» **Work required**:
Pick out every line of the material below that contains the word "lectern", and copy each of those lines in full.

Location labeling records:
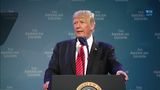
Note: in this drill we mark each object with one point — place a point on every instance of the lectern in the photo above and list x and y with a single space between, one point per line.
87 82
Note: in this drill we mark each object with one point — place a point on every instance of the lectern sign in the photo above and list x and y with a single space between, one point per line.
88 86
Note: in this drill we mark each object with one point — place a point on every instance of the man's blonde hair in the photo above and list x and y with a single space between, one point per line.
85 12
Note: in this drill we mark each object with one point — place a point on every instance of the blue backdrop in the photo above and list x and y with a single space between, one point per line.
131 26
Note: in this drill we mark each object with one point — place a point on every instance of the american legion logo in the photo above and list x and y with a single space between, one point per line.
88 86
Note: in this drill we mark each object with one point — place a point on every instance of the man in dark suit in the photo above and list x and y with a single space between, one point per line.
99 57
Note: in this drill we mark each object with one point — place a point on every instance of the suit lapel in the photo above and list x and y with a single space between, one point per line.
91 57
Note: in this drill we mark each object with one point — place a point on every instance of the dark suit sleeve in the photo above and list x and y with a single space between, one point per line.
53 66
113 64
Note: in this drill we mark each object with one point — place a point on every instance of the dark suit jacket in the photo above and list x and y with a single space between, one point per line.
101 59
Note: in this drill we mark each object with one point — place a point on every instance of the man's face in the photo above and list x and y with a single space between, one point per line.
82 26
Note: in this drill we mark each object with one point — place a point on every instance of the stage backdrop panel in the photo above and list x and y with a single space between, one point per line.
131 26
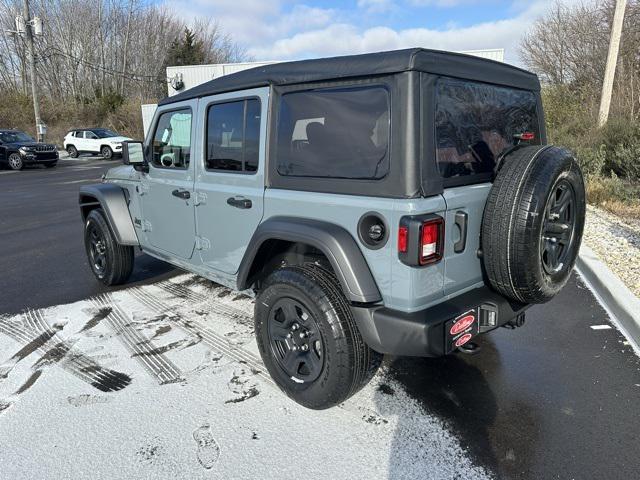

» **The result**:
Note: in this drill we mark each object with one point — place a point on every instance of the lectern in the photo above and list x and y with a single space between, one point per line.
Note: in this drill we mark each object with one point — place a point on every instance of the lectern sign in the photo above and list x and y with a single space between, one point per line.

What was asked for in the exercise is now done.